→ **Provided records**
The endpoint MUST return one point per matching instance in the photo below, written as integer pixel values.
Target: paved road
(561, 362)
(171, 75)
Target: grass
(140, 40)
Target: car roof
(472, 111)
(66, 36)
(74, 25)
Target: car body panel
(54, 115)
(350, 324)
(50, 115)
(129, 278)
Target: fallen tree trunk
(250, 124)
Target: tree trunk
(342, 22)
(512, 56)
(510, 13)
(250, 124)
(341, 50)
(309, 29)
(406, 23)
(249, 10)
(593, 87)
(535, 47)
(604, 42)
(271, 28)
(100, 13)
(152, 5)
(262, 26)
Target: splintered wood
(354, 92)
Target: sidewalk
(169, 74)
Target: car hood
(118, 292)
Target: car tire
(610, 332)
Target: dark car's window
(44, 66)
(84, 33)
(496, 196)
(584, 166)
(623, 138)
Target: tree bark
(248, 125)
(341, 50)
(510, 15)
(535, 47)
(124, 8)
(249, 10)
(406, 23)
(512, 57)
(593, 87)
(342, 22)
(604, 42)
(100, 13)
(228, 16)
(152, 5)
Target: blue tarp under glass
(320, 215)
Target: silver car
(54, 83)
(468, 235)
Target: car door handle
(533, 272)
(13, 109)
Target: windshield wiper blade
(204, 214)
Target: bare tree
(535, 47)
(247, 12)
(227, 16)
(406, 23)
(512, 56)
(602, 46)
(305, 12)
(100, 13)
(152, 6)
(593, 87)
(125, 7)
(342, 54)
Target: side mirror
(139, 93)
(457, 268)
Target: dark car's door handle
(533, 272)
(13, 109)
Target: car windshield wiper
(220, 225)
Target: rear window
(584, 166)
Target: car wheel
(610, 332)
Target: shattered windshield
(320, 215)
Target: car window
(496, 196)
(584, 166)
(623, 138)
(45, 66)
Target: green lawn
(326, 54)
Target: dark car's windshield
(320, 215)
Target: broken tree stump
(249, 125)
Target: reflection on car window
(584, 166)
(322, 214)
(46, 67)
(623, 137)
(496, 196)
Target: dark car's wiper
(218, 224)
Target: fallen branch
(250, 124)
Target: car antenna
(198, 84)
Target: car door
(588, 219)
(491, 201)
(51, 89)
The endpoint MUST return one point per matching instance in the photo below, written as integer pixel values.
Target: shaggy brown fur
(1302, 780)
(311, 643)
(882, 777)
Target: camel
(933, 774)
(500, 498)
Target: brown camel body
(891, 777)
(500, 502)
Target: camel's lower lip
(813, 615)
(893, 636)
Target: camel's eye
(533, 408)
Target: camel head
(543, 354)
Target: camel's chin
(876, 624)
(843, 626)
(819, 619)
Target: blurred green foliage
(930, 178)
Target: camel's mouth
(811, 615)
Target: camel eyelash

→ **Goal**
Copy out exactly the lines running from the line with "Target: fallen branch" to the end of the records, inclusive.

→ **Exercise answer**
Target: fallen branch
(250, 124)
Target: car antenna
(198, 84)
Target: car door
(588, 219)
(491, 201)
(51, 89)
The endpoint MUST return one point per matching instance in the photo below, written as integer pixel values.
Target: shaggy brown fur
(1302, 780)
(311, 643)
(882, 777)
Target: camel
(933, 774)
(500, 498)
Target: brown camel body
(891, 777)
(500, 502)
Target: camel's lower lip
(813, 615)
(893, 636)
Target: camel's eye
(533, 408)
Target: camel head
(543, 354)
Target: camel's chin
(876, 624)
(843, 626)
(819, 619)
Target: blurred green foliage
(930, 178)
Target: camel's mouth
(811, 615)
Target: camel eyelash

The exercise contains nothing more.